▶ WORK TO DO:
Rewrite the material with "eyebrow" changed to "eyelash" wherever it occurs, keeping all else unchanged and omitting the pictures.

Recorded data:
-- BEGIN --

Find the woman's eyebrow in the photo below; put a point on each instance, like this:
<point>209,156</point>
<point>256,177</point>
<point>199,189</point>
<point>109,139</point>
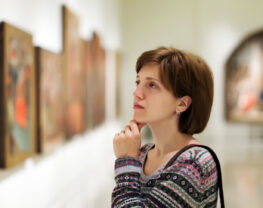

-- END --

▶ SOLUTION:
Find the woman's eyelash in the photo below; put a point on each instance, like this:
<point>209,156</point>
<point>256,177</point>
<point>199,189</point>
<point>109,139</point>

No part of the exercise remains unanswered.